BEGIN RECORDS
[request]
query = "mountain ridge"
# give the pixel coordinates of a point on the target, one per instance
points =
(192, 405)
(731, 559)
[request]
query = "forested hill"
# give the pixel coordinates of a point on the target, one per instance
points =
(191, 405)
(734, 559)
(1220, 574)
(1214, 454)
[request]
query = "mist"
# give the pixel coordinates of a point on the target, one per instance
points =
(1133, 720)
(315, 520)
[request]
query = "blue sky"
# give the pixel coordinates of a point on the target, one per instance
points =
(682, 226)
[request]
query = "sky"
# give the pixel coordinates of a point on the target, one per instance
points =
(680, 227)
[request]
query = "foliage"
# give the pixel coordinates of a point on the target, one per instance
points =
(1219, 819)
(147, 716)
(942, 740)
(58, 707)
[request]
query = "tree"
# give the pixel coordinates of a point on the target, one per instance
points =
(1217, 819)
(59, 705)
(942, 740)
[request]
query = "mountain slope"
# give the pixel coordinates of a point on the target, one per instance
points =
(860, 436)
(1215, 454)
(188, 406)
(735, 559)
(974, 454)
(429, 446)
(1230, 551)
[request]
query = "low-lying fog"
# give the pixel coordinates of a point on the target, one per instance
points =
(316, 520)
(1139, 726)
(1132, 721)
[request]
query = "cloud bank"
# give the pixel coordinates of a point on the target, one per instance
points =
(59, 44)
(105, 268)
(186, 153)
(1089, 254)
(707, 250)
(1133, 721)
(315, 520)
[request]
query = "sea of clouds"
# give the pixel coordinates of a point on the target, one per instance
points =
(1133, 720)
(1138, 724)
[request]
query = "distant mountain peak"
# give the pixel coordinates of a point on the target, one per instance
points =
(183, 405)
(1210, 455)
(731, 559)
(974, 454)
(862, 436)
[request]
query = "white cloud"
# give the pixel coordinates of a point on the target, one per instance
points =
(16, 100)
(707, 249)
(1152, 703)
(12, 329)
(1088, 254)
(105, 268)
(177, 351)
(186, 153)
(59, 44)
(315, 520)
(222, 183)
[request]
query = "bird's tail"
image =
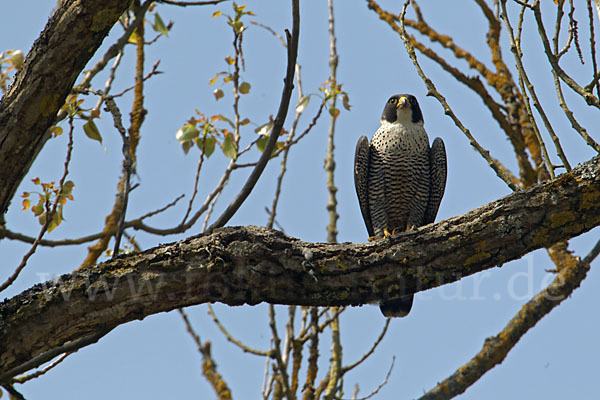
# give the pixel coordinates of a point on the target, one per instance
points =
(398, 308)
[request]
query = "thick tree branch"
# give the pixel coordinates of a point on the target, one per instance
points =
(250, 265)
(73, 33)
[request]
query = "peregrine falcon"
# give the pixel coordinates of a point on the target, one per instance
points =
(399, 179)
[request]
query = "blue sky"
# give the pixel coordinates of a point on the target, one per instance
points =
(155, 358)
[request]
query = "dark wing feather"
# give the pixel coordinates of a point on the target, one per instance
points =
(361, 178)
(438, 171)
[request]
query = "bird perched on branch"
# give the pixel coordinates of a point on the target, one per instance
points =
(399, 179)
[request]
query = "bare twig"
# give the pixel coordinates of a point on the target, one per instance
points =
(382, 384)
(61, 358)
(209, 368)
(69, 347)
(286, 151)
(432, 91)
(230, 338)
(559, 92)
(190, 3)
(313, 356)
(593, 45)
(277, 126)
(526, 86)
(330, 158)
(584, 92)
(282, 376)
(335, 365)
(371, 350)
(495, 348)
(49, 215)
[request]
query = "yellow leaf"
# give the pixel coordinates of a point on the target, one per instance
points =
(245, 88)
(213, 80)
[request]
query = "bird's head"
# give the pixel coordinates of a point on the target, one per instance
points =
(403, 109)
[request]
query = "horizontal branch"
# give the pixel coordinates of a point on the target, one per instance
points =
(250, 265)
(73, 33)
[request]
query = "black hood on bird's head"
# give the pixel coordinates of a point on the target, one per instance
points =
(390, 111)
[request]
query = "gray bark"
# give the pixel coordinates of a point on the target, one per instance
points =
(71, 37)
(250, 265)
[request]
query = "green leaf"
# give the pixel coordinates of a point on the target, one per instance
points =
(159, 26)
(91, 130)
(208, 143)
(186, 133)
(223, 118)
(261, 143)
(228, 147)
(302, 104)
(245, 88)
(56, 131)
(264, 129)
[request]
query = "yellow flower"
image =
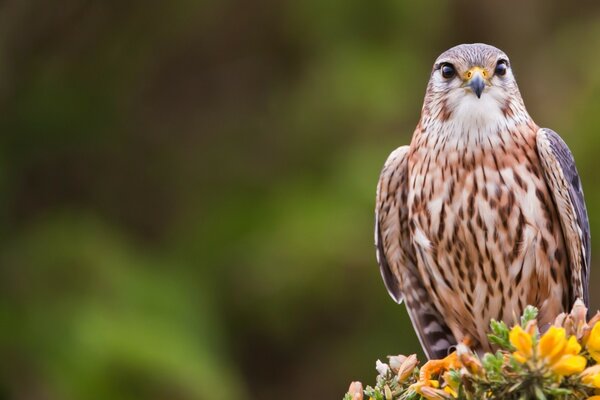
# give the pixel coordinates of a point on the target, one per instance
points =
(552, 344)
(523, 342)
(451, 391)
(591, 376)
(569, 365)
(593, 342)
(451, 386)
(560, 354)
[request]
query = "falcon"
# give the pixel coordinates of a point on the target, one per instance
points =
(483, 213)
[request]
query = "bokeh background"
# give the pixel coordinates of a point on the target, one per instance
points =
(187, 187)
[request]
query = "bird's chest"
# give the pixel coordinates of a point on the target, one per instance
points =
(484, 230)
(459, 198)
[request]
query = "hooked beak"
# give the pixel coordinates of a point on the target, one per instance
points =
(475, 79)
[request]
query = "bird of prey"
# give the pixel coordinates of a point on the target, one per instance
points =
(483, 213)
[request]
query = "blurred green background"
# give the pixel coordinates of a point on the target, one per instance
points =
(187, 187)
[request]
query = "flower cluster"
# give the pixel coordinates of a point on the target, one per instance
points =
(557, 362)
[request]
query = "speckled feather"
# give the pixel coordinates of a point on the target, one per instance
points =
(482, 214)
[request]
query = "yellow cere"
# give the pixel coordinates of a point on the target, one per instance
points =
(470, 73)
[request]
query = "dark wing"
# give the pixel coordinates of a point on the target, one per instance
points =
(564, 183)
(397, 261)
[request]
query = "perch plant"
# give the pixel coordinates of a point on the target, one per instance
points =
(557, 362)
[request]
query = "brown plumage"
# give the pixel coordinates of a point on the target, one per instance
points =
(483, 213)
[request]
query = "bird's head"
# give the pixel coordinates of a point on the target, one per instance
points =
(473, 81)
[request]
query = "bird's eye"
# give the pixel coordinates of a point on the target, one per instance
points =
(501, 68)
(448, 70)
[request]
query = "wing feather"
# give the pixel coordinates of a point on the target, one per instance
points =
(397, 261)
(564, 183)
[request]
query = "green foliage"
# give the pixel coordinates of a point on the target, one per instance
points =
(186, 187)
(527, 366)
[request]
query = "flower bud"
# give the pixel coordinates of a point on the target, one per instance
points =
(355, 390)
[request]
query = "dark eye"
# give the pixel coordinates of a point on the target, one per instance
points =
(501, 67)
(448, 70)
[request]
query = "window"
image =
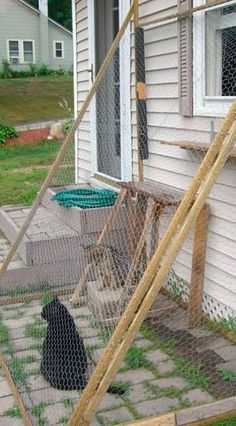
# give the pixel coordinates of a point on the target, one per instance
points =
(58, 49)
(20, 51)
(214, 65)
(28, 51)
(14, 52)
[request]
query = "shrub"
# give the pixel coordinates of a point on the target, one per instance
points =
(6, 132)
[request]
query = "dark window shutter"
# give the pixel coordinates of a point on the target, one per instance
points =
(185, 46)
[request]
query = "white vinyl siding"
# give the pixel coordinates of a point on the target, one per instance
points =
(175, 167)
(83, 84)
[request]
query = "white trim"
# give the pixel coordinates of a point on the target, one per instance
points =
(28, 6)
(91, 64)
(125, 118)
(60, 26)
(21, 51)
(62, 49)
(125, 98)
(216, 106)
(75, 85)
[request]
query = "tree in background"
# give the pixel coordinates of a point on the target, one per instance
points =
END RECORDS
BEGIN RECORDS
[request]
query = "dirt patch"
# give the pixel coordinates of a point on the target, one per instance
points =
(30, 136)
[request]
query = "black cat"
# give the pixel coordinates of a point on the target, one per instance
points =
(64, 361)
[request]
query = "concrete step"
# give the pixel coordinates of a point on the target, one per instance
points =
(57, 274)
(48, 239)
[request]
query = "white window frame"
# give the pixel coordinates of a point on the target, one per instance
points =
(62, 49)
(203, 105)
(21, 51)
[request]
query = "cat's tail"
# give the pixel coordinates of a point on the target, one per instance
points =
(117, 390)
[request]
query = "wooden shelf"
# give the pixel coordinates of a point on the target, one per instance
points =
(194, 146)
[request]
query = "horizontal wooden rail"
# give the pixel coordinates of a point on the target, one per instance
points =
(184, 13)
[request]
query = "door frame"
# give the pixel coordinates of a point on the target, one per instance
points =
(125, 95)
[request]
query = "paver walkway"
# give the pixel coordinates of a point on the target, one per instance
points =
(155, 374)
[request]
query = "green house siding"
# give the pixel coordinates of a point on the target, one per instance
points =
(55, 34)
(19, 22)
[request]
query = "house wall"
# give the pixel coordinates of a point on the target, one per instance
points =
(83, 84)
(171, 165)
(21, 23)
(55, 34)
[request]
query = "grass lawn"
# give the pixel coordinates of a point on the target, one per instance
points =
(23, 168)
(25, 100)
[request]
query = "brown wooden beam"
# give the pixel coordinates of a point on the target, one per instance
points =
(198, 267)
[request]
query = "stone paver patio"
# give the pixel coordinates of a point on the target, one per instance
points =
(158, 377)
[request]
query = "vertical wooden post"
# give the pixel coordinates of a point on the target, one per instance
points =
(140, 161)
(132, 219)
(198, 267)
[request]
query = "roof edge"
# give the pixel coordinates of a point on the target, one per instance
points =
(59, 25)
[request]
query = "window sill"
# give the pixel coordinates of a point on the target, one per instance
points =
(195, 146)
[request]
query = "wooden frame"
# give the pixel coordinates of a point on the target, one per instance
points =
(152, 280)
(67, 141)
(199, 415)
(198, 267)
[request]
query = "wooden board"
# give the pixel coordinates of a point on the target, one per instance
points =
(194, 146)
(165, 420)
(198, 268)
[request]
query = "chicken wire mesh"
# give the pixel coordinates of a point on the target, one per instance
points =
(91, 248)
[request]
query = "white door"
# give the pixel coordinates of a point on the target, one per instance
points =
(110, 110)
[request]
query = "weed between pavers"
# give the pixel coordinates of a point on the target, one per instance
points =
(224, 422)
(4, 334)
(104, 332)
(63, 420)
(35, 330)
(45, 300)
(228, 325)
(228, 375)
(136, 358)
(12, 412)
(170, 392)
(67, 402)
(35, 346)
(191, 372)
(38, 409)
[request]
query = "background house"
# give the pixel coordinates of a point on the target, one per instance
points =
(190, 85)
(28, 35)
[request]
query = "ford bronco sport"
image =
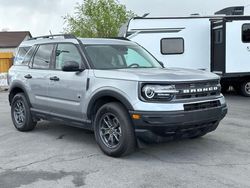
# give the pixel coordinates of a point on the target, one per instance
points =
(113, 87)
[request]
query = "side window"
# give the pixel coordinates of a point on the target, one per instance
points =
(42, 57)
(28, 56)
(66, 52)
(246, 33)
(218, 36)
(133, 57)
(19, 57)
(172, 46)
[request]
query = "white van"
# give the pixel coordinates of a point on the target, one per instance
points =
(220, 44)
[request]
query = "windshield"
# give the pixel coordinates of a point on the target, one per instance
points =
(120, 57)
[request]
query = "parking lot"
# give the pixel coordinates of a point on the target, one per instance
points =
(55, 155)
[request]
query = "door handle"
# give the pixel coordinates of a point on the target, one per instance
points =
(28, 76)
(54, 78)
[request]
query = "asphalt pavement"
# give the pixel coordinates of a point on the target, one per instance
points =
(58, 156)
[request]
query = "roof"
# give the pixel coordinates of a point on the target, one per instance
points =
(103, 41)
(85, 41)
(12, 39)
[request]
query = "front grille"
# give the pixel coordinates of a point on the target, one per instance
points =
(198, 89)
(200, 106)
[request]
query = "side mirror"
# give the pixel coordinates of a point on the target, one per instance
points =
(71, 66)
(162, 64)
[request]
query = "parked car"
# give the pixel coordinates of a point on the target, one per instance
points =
END RECORDS
BEGIN RECORDS
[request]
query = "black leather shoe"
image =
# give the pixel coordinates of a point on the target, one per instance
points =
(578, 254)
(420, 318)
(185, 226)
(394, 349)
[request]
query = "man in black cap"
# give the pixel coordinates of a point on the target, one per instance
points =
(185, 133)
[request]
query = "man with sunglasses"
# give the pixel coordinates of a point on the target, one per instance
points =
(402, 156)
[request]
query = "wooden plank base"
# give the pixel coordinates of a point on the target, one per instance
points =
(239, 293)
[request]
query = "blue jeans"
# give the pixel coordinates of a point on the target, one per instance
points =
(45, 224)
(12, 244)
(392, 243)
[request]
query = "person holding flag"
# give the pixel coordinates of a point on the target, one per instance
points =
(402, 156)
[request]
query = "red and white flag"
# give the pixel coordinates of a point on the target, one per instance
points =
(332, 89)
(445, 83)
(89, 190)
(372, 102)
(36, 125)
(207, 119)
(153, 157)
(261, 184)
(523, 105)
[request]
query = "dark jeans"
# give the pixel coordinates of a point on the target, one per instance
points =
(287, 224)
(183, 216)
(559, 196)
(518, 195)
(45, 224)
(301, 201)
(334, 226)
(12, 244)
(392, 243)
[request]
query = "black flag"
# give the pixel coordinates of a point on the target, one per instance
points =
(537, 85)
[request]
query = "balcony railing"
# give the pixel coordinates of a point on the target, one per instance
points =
END RECORDS
What belongs in the answer is each line of the listing that contains the word "tree".

query = "tree"
query = "thick tree branch"
query = "tree in background"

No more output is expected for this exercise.